***** Dataset

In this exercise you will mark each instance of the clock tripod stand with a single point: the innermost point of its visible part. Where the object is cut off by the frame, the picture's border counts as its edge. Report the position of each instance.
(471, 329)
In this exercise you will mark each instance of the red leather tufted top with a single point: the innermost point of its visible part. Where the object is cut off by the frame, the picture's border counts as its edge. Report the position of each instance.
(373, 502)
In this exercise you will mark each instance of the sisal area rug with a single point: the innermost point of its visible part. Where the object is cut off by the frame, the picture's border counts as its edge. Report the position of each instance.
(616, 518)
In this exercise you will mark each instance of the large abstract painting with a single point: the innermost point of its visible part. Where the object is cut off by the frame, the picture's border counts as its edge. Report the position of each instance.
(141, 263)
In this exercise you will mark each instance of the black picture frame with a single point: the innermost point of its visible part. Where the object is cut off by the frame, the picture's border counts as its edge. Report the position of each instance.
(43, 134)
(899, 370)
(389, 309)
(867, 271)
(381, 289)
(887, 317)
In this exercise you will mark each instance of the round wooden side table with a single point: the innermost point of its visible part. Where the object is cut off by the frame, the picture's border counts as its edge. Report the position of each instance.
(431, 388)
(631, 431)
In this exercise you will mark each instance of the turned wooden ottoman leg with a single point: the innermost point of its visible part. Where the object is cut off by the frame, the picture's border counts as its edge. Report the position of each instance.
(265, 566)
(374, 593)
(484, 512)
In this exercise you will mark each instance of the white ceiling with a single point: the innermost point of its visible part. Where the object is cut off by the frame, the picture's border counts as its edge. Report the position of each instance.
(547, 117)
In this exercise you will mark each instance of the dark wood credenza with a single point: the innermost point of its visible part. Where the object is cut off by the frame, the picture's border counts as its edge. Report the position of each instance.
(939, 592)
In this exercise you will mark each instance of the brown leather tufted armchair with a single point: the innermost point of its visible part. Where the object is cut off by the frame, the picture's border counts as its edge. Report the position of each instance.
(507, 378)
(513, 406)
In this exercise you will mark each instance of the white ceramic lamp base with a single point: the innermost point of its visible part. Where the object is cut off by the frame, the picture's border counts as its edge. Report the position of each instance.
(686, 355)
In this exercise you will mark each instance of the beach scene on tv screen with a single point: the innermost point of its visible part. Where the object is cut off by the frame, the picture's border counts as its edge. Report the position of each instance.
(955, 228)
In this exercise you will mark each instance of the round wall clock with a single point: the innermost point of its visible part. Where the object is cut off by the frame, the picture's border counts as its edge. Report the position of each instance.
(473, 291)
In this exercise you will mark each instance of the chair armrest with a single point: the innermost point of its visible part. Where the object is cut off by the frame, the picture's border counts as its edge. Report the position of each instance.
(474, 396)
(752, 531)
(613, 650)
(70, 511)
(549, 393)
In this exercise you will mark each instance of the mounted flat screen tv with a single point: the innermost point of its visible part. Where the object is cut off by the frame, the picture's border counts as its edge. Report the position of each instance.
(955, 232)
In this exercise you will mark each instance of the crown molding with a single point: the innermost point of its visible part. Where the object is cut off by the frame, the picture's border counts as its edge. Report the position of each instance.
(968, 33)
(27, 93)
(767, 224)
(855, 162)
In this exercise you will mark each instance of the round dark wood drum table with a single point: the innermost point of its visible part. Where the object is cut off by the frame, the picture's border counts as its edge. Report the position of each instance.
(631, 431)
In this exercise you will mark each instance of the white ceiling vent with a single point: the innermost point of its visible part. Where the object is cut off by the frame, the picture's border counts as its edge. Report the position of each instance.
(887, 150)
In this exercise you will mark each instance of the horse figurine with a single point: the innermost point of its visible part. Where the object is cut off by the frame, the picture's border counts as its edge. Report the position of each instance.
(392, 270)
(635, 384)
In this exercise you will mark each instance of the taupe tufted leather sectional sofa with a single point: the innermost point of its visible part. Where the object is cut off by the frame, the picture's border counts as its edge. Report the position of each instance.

**********

*What this task involves*
The material above is to be reproduced exactly as written.

*Response below*
In this exercise you will mark each instance of the clock tripod stand with a single point: the innermost point of its visible part. Where the object is cut off by the frame, the picture's border counts as its edge. Report the position of each instance.
(471, 329)
In this exercise you will mark each instance of the red leather tufted top with a single point: the innermost point of its visible part. Where the object is cut off by the frame, the picture's border counts as its edge. Report the position of each instance.
(373, 502)
In this exercise you will mark each instance of the sisal area rug with a single point: the innermost point of its visible part. Where the object is cut off by the frame, the picture's border counts as its edge. Report the position of each instance.
(616, 518)
In this exercise you will mark each instance of the large abstract painting with a single point: the innermost point of its visible part. Where the object is cut off by the frame, the picture's border counts as its edge. Report the position of each instance.
(141, 263)
In this exercise you will mark each instance of the black picture frame with a single point: the innermost point of its visible part. Where the object is cut off by the frame, the picture's border counts as its edge. Report the position of each instance.
(43, 134)
(899, 370)
(389, 309)
(867, 271)
(381, 289)
(887, 317)
In this exercise you will mark each instance of the round wooden side table with a single point: the innermost point of its visible part. Where the object is cut off by the frame, the picture's border counts as its edge. Report the position of each instance.
(431, 388)
(631, 431)
In this exercise you will mark each instance of the turned wooden ottoman leg with a single point: the innermost point of its visible part. Where the object is cut off by the frame, the picture's border counts as its edge. Report the position of each instance.
(265, 566)
(374, 593)
(484, 512)
In this exercise you will mark each instance of the white ceiling with a single point: the innermost point of its visible part. Where the object is cut off by the frame, the picture's border counts as its edge. Report the position of each instance.
(547, 117)
In this exercise you will mark each instance of the dark wood credenza with a single point: the innermost point of its visible part. Where the object is cut off by the frame, the picture's border counts as its edge. Report the position of each instance.
(939, 592)
In this exercise you will mark each instance of the brown leather tufted armchair with a single point: the innermost point of its visible part. Where the object is cut off by the frame, the picture's border counts as its edge. Report the position of each instance.
(507, 378)
(513, 406)
In this exercise you will mark each instance of the white ceramic lamp base with a single point: the innermost point of its visible part. Where the object is cut off by the frame, the picture's border counts as its edge. Report the position of each instance.
(686, 355)
In this exercise you will mark each instance of the beach scene on tv screen with a single point: the innermost point of its visible part. Where the object is cut off by the frame, the picture's border counts as its edge. Report the position of each instance.
(955, 228)
In this exercise you will mark each instance of the round wall clock with a single point: the innermost point of its visible part. Where the object is cut off by the frame, the picture's border counts as its edge. Report the position of each instance.
(473, 291)
In this exercise you will mark each instance of the chair armrest with a single point: the innermost point of its visible part. Where the object is cut off by the frame, the picture's border counts as its edge. Report the position of each instance.
(474, 396)
(752, 531)
(613, 650)
(70, 511)
(549, 393)
In this exercise you will mark each instance of the mounted flat screen tv with a single point: the innermost point of its visible part. Where the object is cut off by the frame, the picture's border counts as its edge. Report the position of each instance.
(955, 232)
In this exercise you will mark each instance of the crown molding with a single point: the innermost point of its visible part. Where the object is cut off by the frame, the picture's border counts as its edge. Report the position of each instance.
(968, 33)
(27, 93)
(767, 224)
(855, 162)
In this exercise you will mark each instance of the round dark wood drum table with a single point: the innermost point of its visible part. Where the object is cut off by the frame, the picture's border counts as its edge. Report the position of each instance.
(631, 431)
In this exercise you will mark each instance of the white ceiling vent with a single point: the innermost point of its visible part. Where the object is cut off by the frame, the picture's border counts as its edge. Report the position of each instance.
(887, 150)
In this exercise you will mark each instance of the horse figurine with a single point: the innermost point of its visible part. Where the object is cut off by the frame, the picture's border counts as its edge. Report the position of each instance.
(392, 270)
(635, 384)
In this exercise you will mark each instance of the taupe tufted leather sectional sofa with a single point: the innermost point of its visible part. Where the object is cut off by the frame, the picture's border counts as its edge. Report the position of each instance.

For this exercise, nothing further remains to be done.